Exercise: Reading the records below, how many lines contain "gravel"? Respond with a number and nothing else.

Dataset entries

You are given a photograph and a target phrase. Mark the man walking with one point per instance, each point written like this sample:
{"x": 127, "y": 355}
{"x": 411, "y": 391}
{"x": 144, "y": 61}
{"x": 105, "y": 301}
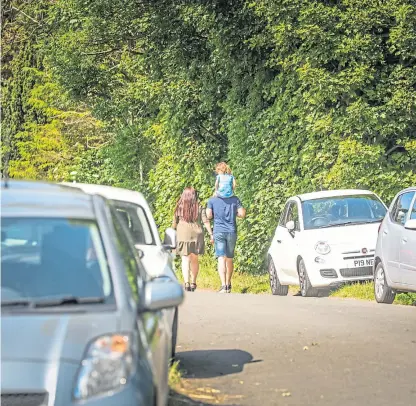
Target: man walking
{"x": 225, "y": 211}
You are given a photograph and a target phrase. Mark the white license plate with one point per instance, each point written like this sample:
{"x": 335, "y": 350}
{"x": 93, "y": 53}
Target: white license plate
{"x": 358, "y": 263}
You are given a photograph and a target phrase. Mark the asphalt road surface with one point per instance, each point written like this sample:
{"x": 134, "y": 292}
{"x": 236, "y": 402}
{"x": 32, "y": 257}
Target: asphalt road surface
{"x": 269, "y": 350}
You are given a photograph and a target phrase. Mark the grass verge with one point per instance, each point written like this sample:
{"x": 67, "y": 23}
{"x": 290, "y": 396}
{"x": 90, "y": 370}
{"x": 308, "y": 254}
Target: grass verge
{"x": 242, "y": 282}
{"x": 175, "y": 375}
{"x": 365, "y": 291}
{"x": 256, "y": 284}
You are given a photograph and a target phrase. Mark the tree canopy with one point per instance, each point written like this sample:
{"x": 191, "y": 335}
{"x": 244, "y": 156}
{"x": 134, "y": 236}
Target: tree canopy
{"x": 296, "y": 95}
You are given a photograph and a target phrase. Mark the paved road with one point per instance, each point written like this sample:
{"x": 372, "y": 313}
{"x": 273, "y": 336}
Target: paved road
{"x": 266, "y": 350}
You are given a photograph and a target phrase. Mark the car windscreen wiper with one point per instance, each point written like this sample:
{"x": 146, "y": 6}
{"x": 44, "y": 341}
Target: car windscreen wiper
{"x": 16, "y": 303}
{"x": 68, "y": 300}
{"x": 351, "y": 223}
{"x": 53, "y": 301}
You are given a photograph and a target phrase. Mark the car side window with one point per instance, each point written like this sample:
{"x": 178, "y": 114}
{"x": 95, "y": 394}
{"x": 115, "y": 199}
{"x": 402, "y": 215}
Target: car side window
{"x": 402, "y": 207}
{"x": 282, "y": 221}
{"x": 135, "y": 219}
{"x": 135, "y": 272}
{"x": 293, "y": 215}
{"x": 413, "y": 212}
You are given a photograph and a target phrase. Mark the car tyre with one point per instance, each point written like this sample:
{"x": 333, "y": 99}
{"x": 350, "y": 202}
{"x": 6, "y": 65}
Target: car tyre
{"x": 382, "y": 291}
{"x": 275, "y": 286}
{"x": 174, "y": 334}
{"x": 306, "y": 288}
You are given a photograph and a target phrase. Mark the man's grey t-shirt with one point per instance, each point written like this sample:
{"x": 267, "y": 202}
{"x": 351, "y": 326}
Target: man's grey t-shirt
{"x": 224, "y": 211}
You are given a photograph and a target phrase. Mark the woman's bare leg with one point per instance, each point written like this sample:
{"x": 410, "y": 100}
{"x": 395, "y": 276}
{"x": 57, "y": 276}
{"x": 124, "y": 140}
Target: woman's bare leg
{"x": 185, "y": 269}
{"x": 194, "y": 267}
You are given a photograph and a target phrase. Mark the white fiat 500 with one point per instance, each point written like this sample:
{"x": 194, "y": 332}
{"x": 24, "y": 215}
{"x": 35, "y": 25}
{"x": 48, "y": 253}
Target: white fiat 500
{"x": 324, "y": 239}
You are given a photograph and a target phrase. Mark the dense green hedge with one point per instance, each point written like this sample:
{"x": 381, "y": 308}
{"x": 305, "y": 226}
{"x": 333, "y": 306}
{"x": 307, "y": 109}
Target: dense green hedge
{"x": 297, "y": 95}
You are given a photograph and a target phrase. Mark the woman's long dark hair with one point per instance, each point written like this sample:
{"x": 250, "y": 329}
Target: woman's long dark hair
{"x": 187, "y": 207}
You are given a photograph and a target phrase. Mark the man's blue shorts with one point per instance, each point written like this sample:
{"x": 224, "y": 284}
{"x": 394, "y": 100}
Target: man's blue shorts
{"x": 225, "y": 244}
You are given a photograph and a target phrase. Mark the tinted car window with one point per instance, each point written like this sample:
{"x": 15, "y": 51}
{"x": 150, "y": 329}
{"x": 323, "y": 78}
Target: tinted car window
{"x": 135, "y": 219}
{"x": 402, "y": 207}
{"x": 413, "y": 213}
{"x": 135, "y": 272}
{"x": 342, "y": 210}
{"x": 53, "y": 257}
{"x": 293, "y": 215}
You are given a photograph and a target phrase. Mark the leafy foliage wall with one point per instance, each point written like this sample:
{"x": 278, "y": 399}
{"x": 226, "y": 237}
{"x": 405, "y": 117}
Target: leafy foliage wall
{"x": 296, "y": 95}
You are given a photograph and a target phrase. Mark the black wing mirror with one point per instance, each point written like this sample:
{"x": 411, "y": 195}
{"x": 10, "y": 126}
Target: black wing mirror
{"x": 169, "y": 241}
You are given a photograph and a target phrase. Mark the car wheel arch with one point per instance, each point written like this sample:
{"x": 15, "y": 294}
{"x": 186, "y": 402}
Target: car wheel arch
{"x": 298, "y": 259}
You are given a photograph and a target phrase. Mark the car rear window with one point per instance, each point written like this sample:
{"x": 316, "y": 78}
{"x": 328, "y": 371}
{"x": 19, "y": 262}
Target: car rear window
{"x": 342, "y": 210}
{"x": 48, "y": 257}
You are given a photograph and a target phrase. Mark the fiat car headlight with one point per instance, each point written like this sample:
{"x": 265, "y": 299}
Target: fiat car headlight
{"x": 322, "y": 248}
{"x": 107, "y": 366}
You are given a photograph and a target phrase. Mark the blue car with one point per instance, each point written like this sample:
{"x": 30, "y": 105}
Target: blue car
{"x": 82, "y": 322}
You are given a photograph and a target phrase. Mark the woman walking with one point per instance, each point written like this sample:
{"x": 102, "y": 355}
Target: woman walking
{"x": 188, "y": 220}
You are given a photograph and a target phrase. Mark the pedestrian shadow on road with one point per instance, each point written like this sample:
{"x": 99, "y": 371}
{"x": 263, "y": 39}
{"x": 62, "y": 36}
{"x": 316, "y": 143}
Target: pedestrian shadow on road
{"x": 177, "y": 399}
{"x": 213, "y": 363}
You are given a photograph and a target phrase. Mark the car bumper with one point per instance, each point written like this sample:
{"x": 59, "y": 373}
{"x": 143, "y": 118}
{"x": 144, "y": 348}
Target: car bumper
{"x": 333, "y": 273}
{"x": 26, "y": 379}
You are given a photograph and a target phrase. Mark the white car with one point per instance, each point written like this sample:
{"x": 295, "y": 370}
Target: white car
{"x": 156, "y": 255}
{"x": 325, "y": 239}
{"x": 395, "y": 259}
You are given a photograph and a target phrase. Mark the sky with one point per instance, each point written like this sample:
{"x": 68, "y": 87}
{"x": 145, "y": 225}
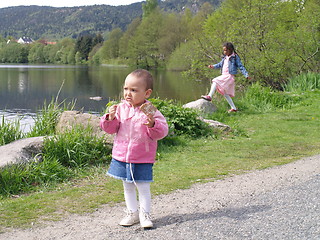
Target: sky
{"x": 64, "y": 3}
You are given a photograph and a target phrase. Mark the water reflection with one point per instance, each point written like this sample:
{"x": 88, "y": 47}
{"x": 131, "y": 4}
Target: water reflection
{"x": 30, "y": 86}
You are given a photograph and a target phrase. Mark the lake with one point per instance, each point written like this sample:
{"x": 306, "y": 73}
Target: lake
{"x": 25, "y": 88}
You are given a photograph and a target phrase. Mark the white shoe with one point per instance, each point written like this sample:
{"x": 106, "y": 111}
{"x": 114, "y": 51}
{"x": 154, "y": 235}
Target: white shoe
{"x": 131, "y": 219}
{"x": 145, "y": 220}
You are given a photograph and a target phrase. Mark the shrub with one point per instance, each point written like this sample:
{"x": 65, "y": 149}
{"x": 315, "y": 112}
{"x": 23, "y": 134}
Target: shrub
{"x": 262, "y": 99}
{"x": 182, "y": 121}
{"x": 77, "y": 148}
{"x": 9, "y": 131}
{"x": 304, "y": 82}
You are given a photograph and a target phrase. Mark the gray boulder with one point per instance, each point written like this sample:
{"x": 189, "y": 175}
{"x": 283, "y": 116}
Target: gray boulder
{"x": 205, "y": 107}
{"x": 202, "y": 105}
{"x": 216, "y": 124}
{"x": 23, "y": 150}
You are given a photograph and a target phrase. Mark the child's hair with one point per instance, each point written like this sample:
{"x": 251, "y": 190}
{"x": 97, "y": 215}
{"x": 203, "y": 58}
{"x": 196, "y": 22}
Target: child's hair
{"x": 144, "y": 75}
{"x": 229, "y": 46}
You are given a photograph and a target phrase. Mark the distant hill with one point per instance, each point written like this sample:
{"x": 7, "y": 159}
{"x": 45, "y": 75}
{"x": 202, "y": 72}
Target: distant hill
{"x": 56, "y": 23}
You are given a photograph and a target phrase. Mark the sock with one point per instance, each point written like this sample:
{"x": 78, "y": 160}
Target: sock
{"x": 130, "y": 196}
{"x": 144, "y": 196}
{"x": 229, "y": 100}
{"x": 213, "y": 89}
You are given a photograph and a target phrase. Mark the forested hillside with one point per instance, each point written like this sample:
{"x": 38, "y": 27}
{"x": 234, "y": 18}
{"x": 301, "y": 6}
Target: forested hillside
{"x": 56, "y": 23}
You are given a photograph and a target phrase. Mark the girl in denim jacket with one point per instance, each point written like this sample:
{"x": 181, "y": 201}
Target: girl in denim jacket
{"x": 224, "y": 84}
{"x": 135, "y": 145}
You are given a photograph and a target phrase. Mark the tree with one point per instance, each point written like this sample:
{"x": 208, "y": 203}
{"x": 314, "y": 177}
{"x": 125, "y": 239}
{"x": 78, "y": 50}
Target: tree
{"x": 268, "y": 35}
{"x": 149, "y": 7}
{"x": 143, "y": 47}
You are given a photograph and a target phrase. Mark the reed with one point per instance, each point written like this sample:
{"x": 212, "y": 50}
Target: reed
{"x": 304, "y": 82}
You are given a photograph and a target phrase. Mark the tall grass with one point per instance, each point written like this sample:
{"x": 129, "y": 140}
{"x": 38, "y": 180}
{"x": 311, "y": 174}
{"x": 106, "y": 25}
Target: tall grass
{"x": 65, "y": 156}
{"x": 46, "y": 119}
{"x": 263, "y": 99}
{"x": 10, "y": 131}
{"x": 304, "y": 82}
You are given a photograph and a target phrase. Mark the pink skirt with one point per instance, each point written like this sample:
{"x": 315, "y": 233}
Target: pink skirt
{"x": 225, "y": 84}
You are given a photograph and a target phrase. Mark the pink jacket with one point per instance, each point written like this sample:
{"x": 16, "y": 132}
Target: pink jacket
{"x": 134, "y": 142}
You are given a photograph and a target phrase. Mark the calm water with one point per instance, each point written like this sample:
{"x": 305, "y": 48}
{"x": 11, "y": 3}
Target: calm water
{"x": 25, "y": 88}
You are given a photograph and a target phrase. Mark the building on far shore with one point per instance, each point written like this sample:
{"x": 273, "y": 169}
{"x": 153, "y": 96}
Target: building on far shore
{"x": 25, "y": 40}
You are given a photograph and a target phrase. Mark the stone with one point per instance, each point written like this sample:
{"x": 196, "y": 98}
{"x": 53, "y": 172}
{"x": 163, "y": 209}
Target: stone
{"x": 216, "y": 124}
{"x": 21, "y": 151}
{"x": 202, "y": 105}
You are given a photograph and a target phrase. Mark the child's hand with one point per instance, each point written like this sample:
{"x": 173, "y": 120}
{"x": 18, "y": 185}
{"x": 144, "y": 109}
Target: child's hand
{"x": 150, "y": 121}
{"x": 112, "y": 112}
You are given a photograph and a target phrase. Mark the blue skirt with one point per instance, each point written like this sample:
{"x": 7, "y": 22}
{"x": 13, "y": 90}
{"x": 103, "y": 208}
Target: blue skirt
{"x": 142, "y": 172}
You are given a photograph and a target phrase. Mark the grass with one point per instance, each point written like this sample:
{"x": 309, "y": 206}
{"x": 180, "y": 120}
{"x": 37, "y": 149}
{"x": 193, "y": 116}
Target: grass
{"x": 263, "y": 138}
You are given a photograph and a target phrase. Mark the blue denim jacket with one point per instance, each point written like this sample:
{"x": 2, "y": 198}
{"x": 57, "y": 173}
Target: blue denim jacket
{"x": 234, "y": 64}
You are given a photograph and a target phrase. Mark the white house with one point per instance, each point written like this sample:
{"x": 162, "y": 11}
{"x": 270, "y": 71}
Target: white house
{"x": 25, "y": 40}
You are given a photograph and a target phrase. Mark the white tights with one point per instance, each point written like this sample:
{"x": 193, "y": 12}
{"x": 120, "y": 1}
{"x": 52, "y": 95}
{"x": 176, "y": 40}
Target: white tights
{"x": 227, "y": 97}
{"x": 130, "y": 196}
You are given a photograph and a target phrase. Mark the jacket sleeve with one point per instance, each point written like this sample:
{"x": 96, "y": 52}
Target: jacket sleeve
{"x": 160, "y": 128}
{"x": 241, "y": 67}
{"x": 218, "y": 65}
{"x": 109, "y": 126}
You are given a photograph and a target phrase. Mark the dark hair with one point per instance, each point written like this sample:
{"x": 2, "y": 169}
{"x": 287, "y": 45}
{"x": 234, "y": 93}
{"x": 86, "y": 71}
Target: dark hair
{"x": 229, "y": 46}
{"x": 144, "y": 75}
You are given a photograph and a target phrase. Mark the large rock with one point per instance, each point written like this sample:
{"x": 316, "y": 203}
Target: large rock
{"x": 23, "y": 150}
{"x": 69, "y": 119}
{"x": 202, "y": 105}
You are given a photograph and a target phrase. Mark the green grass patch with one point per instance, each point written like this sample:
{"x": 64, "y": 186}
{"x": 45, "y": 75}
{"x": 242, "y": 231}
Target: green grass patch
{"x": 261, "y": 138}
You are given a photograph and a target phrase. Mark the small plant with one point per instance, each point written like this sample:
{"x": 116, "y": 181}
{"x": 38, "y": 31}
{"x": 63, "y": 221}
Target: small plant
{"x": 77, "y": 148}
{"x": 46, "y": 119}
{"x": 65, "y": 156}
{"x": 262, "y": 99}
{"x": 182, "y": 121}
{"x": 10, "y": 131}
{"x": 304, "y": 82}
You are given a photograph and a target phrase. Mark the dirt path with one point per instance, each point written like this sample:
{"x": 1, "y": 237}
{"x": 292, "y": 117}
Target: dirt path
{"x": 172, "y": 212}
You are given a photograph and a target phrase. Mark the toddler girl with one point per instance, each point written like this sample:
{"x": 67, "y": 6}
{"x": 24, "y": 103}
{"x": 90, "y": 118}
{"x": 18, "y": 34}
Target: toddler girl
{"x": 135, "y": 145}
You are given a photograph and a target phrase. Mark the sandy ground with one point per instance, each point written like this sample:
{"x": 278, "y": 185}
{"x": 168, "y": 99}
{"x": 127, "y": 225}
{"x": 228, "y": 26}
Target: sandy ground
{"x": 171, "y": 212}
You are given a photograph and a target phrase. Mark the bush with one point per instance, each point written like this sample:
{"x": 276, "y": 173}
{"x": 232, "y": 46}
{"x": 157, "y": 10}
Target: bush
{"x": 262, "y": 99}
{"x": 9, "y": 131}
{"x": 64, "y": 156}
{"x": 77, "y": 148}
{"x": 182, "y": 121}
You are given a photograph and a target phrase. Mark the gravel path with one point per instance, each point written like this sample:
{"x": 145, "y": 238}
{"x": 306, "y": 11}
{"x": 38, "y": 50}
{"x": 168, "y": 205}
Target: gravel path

Result: 2